Es una muerte más horrible porque no se muestra al exterior: no hay hedor de corrupción ni frigidez rígida. Es una muerte en vida por la que el pecador queda desnudo y aislado en medio del amor y abundancia divinos. La gracia de Dios fluye a su alrededor, pero no puede entrar en él; el amor de Dios le toca, pero no le penetra. Todos los méritos sobrenaturales que el pecador había adquirido antes de su pecado se pierden. Todas las buenas obras hechas, todas las oraciones dichas, todas las misas ofrecidas, los sufrimientos conllevados por Cristo, absolutamente todo, es barrido en el momento de pecar.

Esta alma en pecado mortal ha perdido el cielo ciertamente; si muriera así, separado de Dios, no podría ir allí, pues no hay modo de restablecer la unión con Dios después de la muerte.

El fin esencial de nuestra vida es probar a Dios nuestro amor por la obediencia. La muerte termina el tiempo de nuestra prueba, de nuestra oportunidad. Después no hay posibilidad de cambiar nuestro corazón. La muerte fija al alma para siempre en el estado en que la encuentra: amando a Dios o rechazándole.

Si el cielo se pierde, no queda otra alternativa al alma que el infierno. Al morir desaparecen las apariencias, y el pecado mortal que al cometerlo se presentó como una pequeña concesión al yo, a la luz fría de la justicia divina se muestra como es en realidad: un acto de soberbia y rebeldía, como el acto de odio a Dios que está implícito en todo pecado mortal. Y en el alma irrumpen las tremendas, ardientes, torturantes sed y hambre de Dios, para Quien fue creada, de ese Dios que nunca encontrará. Esa alma está en el infierno.

Y esto es lo que significa, un poco de lo que significa, desobedecer a Dios voluntaria y conscientemente en materia grave, cometer un pecado mortal.

Pecar es rehusar a Dios nuestra obediencia, nuestro amor. Dado que cada partecita nuestra pertenece a Dios, y que el fin todo de nuestra existencia es amarle, resulta evidente que cada partecita nuestra debe obediencia a Dios. Así, esta obligación de obedecer se aplica no sólo a las obras o palabras externas, sino también a los deseos y pensamientos más íntimos.

Es evidente que podemos pecar no sólo haciendo lo que Dios prohíbe (pecado de comisión), sino dejando de hacer lo que El ordena (pecado de omisión). Es pecado robar, pero es también pecado no pagar las deudas justas. Es pecado trabajar servil e innecesariamente en domingo, pero lo es también no dar el culto debido a Dios omitiendo la Misa en día de precepto.

CONJUNTO DE DATOS ::
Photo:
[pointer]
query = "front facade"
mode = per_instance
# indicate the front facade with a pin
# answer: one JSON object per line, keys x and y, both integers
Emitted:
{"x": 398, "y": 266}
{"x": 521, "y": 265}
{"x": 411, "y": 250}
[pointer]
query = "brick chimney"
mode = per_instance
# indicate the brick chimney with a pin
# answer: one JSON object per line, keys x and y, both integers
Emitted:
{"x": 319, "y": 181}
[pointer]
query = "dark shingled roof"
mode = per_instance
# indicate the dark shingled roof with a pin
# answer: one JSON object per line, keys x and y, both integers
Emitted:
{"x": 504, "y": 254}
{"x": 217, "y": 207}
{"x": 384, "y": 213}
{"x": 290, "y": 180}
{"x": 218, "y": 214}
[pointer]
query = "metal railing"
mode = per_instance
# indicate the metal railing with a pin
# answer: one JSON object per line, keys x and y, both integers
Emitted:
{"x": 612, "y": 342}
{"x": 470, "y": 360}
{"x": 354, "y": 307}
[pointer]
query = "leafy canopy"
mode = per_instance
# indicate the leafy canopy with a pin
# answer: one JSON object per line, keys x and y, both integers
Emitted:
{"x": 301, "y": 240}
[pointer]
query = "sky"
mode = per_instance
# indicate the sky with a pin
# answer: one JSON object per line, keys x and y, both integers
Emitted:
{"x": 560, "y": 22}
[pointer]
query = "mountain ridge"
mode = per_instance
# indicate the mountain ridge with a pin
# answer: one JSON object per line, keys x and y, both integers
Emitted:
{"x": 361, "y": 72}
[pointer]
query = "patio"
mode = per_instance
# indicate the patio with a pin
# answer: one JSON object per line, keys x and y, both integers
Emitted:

CONJUNTO DE TAREAS ::
[a] En el texto sobre el pecado mortal, ¿qué pecado de omisión se pone como contrapartida de robar?
[b] Prosigue el texto sobre el pecado mortal a partir de su última oración.

RESPUESTAS EN ORDEN ::
[a] No pagar las deudas justas.

[b]
La pregunta «¿Qué es lo que hace buena o mala una acción?» casi puede parecer insultante por lo sencilla. Y, sin embargo, la he formulado una y otra vez a niños, incluso a bachilleres, sin recibir la respuesta correcta. Es la voluntad de Dios. Una acción es buena si es lo que Dios quiere que hagamos; es mala si es algo que Dios no quiere que hagamos. Algunos niños me han respondido que tal acción es mala «porque lo dice el cura, o el Catecismo, o la Iglesia, o las Escrituras».

No está, pues, fuera de lugar señalar a los padres la necesidad de que sus hijos adquieran este principio tan pronto alcancen la edad suficiente para distinguir el bien del mal, y sepan que la bondad o maldad de algo dependen de que Dios lo quiera o no; y que hacer lo que Dios quiere es nuestro modo, nuestro único modo, de probar nuestro amor a Dios. Esta idea será tan sensata para un niño como lo es para nosotros. Y obedecerá a Dios con mejor disposición y alegría que si tuviera que hacerlo a un simple padre, sacerdote o libro.

Por supuesto, conocemos la Voluntad de Dios por la Escritura (Palabra escrita de Dios) y por la Iglesia (Palabra viva de Dios). Pero ni las Escrituras ni la Iglesia causan la Voluntad de Dios. Incluso los llamados «mandamientos de la Iglesia» no son más que aplicaciones particulares de la voluntad de Dios, interpretaciones detalladas de nuestros deberes, que, de otro modo, podrían no parecernos tan claros y evidentes.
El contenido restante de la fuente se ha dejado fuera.